> **EXCERPT**
+===+
This deal was big on Wall Street, with merger investor specialists imagining that the Federal Trade Commission’s case was a disaster. “It’s not even throwing wet spaghetti at a wall to see what sticks. It’s not even wet,” said speculator Paul Cerro. “They’re just throwing dry spaghetti at a wall and hoping it’s going to stick.” Basically, finance bros bought into the narrative that the courts will punish Lina Khan for being aggressive. But in reality, the FTC is just enforcing the law on the books, and winning.
Oops.
This case does have some legal implications. This is the first case I’ve seen where the judge acknowledges and accepts the 2023 Merger Guidelines put out by the agencies, on two fronts. Judge Rochon found the new concentration thresholds made sense. She also bought into the new approach of seeing a loss of head-to-head competition as a condition for finding a merger unlawful. The judge also built on precedent from Google, IQVIA, Illumina and Microsoft-Activision to move merger law more towards seeing market realities instead of theoretical modeling. Case law, in other words, is becoming more Lina Khan-ified.
As I read the decision, it seemed that Rochon’s thought process was as follows. She looked at the documents and testimony from the executives in which they talked internally about how they were key competitors and if they merged they could raise prices, to the tune of hundreds of millions of dollars in extra costs per year for consumers. One slide presented to the board of Tapestry on the acquisition, for instance, said, “Coach has been priced an average $147 above [Michael Kors] for the last 2 years; suggesting room to increase MK AUR.”
Presented with these documents, Judge Rochon saw the obvious. “The evidence reflects,” she wrote, “that Tapestry perceived the acquisition of Michael Kors to be an opportunity to decrease Michael Kors’s discounting and increase Michael Kors’s prices.” Executives testified they would never do what they said they would do in private, but the judge wasn’t persuaded. “The Court does not credit these self-interested statements,” she wrote.
In sum, compelling and significant ordinary-course evidence indicates that Defendants are particularly close competitors. Despite the efforts of Tapestry and Capri witnesses to “minimize the significance of the evidence of head-to-head competition between” them, “the documents tell the story.”
After establishing what would likely happen, Rochon worked backwards to the economic models presented in the case that could add theoretical weight. Most of the decision goes into long and detailed analysis of the different technocratic models of the economic experts.
The government expert, Loren K. Smith, did a market share analysis, a pricing analysis, and defined the market in different ways to show that, though there are many different handbag producers, the “affordable luxury’“ market is distinct. He found the merger would lead to market shares of between 59% and 83% of the market, which is far higher than the threshold of 30% traditionally considered in merger cases based on relevant Supreme Court precedent.
+===+
> **DATASET RECORDS**
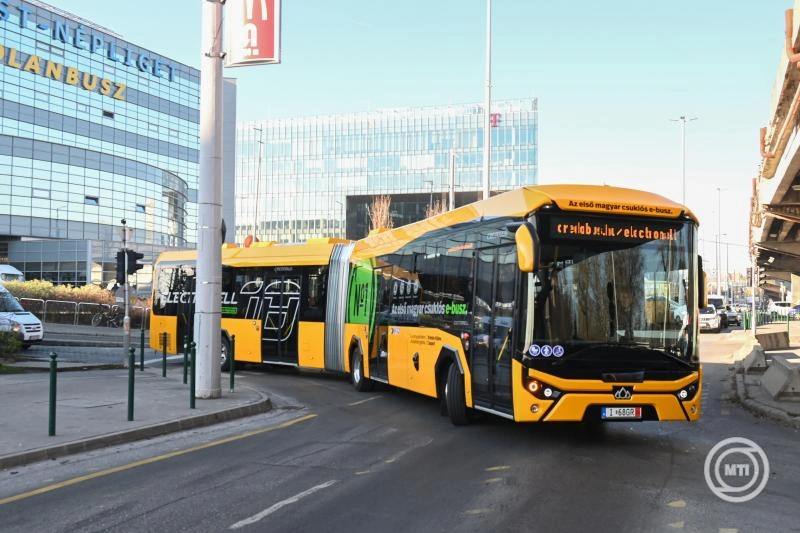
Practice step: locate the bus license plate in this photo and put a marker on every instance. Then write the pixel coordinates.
(622, 412)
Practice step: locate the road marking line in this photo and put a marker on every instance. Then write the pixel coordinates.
(364, 401)
(283, 503)
(170, 455)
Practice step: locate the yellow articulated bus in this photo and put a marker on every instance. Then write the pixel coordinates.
(546, 303)
(273, 300)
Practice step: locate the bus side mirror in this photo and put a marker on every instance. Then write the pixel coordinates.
(527, 247)
(702, 301)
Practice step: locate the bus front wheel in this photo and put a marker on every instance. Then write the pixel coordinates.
(360, 383)
(224, 355)
(455, 397)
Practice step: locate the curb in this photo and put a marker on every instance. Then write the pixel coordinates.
(82, 344)
(78, 367)
(263, 405)
(754, 406)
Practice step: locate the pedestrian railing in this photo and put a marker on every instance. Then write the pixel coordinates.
(767, 317)
(79, 313)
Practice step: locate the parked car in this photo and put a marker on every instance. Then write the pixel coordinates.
(13, 318)
(734, 316)
(783, 307)
(709, 319)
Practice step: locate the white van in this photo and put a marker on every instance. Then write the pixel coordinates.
(9, 273)
(16, 319)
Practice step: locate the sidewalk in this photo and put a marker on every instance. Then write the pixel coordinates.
(92, 409)
(747, 384)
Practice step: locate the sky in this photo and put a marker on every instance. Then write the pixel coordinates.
(610, 76)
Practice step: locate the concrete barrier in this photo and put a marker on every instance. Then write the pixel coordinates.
(782, 378)
(778, 340)
(751, 358)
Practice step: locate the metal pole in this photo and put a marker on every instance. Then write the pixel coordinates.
(141, 350)
(452, 196)
(185, 356)
(164, 355)
(51, 419)
(754, 284)
(131, 367)
(232, 359)
(487, 104)
(209, 237)
(683, 157)
(126, 321)
(719, 230)
(192, 378)
(728, 273)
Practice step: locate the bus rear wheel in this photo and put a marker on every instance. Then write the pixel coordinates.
(224, 355)
(357, 378)
(455, 397)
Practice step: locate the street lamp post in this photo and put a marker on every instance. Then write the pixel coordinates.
(682, 119)
(340, 222)
(719, 231)
(58, 219)
(430, 189)
(487, 138)
(260, 143)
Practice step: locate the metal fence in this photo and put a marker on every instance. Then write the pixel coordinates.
(81, 313)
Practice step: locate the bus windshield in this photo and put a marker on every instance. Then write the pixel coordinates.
(611, 302)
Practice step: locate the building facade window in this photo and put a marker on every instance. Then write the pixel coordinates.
(306, 177)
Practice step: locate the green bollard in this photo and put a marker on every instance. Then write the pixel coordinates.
(51, 422)
(232, 359)
(164, 356)
(131, 368)
(191, 386)
(185, 356)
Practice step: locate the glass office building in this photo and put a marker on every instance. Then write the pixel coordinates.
(93, 129)
(307, 177)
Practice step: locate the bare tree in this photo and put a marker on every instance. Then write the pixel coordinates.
(380, 214)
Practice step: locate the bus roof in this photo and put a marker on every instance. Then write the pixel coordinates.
(520, 202)
(312, 253)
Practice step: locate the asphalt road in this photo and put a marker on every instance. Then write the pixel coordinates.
(387, 461)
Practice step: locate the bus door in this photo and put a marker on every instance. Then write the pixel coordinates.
(184, 284)
(281, 297)
(493, 307)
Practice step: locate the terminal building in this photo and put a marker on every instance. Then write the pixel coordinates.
(93, 129)
(306, 177)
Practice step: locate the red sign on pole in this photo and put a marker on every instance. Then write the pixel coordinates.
(252, 32)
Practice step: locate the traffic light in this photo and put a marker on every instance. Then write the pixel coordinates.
(762, 276)
(133, 258)
(121, 267)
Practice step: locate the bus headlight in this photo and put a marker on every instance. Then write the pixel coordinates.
+===+
> **WRITTEN PROBLEM 1**
Name every earlier case that the excerpt on the Tapestry merger ruling says the judge built on as precedent.
> **WRITTEN PROBLEM 2**
From the excerpt on the Tapestry merger ruling, extract the passage starting with "This case does" and going on through "more Lina Khan-ified.".
> **WRITTEN PROBLEM 3**
Extend the article on the court's Tapestry merger ruling, picking up after its final sentence.

> **RESPONSE 1**
Google, IQVIA, Illumina, Microsoft-Activision

> **RESPONSE 2**
This case does have some legal implications. This is the first case I’ve seen where the judge acknowledges and accepts the 2023 Merger Guidelines put out by the agencies, on two fronts. Judge Rochon found the new concentration thresholds made sense. She also bought into the new approach of seeing a loss of head-to-head competition as a condition for finding a merger unlawful. The judge also built on precedent from Google, IQVIA, Illumina and Microsoft-Activision to move merger law more towards seeing market realities instead of theoretical modeling. Case law, in other words, is becoming more Lina Khan-ified.

> **RESPONSE 3**
The expert for the merging parties, Fiona Scott Morton, is a Yale professor and former Obama antitrust enforcer, and she argued against Smith at every point. She was not persuasive, at all, largely because her analysis contradicted what those executives said. Morton even tried to say, bizarrely, that these companies would still compete even if they were all part of the same conglomerate, instead of cooperating to raise prices. That’s a weird statement, to assert a corporation wouldn’t profit maximize.
The judge repeatedly cast doubt on Morton’s analysis, citing Morton’s own earlier academic work and calling her arguments “inconsistent.” When Rochon asked her how claim that the brands would still compete even if they all were owned by the same company, she responded by saying “it’s hard to explain from the outside.” Judges tend to throw shade in footnotes. Rochon was polite, but that’s what she did.
Morton matters beyond this case. She runs a progressive antitrust center at Yale called the Thurman Arnold Project, and is trying, absurdly, to take a big public position in the Google remedy discussion as a tough enforcement-minded person. Despite her American citizenship, she was nearly hired in the European Union as the chief economist for the Directorate-General for Competition, their main antitrust agency. Morton’s career is a good illustration of why antitrust has been a disaster for so long, and why much of business and antitrust in academia is not credible. Her position as a paid expert witness to foster consolidation is one thing, her willingness to engage in deceptive arguments for money while posing as an disinterested progressive academic is disgraceful and corrupt.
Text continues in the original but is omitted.